◆ **ASSIGNMENT**
Hand back the entries below exactly.

[Start of section]

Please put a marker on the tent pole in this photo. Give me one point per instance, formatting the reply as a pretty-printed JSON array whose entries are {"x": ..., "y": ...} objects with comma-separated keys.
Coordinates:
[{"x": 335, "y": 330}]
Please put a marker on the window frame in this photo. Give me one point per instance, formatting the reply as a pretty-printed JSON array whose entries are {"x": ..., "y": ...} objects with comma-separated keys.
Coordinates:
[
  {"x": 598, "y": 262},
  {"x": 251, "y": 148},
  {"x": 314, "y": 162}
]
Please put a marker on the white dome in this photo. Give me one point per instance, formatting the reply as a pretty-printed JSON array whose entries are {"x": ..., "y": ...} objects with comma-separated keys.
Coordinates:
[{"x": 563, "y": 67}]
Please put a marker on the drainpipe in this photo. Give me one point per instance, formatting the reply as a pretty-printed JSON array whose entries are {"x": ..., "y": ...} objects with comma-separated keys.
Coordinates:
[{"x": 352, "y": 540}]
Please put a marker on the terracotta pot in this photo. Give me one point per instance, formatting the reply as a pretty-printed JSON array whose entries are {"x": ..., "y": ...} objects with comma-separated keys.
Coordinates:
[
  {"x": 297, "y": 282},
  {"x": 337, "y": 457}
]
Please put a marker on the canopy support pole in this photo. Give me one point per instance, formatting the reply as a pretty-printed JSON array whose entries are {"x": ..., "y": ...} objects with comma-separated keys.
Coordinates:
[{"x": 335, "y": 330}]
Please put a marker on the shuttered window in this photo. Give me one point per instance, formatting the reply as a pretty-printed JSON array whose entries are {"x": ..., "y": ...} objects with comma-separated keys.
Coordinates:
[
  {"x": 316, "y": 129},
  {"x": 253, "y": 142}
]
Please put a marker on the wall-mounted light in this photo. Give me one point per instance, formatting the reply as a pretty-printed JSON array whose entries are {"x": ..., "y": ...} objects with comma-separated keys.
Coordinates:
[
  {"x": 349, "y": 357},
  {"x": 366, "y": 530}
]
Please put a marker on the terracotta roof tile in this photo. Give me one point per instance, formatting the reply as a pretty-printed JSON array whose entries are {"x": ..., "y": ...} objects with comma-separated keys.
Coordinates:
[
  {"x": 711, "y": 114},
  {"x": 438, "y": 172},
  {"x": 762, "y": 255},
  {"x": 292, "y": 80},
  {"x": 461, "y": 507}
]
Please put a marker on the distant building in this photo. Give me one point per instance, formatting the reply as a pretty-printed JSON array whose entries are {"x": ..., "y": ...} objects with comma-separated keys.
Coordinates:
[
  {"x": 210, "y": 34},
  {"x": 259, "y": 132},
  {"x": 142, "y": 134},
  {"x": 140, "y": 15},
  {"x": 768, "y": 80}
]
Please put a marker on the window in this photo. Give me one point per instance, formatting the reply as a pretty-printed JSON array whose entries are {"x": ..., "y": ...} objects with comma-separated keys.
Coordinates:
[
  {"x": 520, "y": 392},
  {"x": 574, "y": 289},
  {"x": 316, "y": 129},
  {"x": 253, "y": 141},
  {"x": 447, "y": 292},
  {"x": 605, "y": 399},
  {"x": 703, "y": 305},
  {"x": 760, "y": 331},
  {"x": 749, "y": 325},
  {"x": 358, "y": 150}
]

[End of section]

◆ **ANSWER**
Please put a marker on the tent pole in this photo. Give me one point per instance, formatting the reply as a pretty-printed JSON array whose entries are {"x": ..., "y": ...} objects with comma-separated keys.
Coordinates:
[{"x": 335, "y": 330}]
Please put a marker on the window frame in this photo. Give me one point per instance, formatting the reply as a pretty-printed JSON array whose entries are {"x": ..., "y": ...} objects with comma-separated keys.
Coordinates:
[
  {"x": 598, "y": 262},
  {"x": 251, "y": 148},
  {"x": 314, "y": 162}
]
Please put a marker on the white dome in this photo. Give me one point per instance, formatting the reply as a pretty-printed JSON array whose entries are {"x": ..., "y": ...} objects with comma-separated keys.
Coordinates:
[{"x": 563, "y": 67}]
Please put a marker on the drainpipe in this photo. Give me one point per instance, formatting the reply as a pretty-printed JSON array whose entries are {"x": ..., "y": ...} objects with comma-separated keys.
Coordinates:
[{"x": 352, "y": 540}]
Please put a marker on the terracotta pot in this photo. Give me one point per instance, formatting the reply as a pretty-printed JSON array whose entries are {"x": ..., "y": ...} objects with comma-separated keys.
Coordinates:
[
  {"x": 297, "y": 282},
  {"x": 337, "y": 457}
]
Please put a marker on the canopy support pole in this photo. Give me one point per instance, formatting the reply as a pretty-printed JSON array whose entries are {"x": ..., "y": ...} objects with comma-separated keys.
Coordinates:
[{"x": 335, "y": 330}]
Please put a marker on the shuttered window in this photo. Give me one point per instance, formatting the reply as a pretty-printed JSON array whose entries are {"x": ..., "y": ...} objects with comma-separated keys.
Coordinates:
[
  {"x": 316, "y": 129},
  {"x": 253, "y": 142}
]
Please put a marker on the wall-mounted light in this photo. Give me one point per instance, formatting the reply as a pretty-printed JSON array whose entries are {"x": ..., "y": ...} objects with comma-separated keys.
Coordinates:
[
  {"x": 349, "y": 357},
  {"x": 366, "y": 530}
]
Please put a marker on the terracotta roof tile in this photo. Give me one point per instance, formatting the reply as a pretty-printed JSON array whose entries are {"x": ..., "y": ...} objects with comma-separated keys.
Coordinates:
[
  {"x": 711, "y": 114},
  {"x": 438, "y": 172},
  {"x": 762, "y": 255},
  {"x": 292, "y": 80},
  {"x": 461, "y": 507}
]
Please put a marker on the distant building in this photo. Give me one point per instance, formatting the reply as a pretty-printed JSON array whose entries are {"x": ..., "y": ...} objects with comma-separated keys.
Coordinates:
[
  {"x": 210, "y": 34},
  {"x": 259, "y": 132},
  {"x": 142, "y": 134},
  {"x": 140, "y": 15},
  {"x": 768, "y": 80}
]
Please put a marker on the window in this photo. Give me one point per instance, formatting the reply as a pretty-printed JSON array whose entries are {"x": ..., "y": ...} objects with comma-separated keys.
Coordinates:
[
  {"x": 520, "y": 392},
  {"x": 574, "y": 289},
  {"x": 316, "y": 129},
  {"x": 253, "y": 141},
  {"x": 447, "y": 292},
  {"x": 605, "y": 399},
  {"x": 703, "y": 305},
  {"x": 760, "y": 331},
  {"x": 749, "y": 325},
  {"x": 358, "y": 150}
]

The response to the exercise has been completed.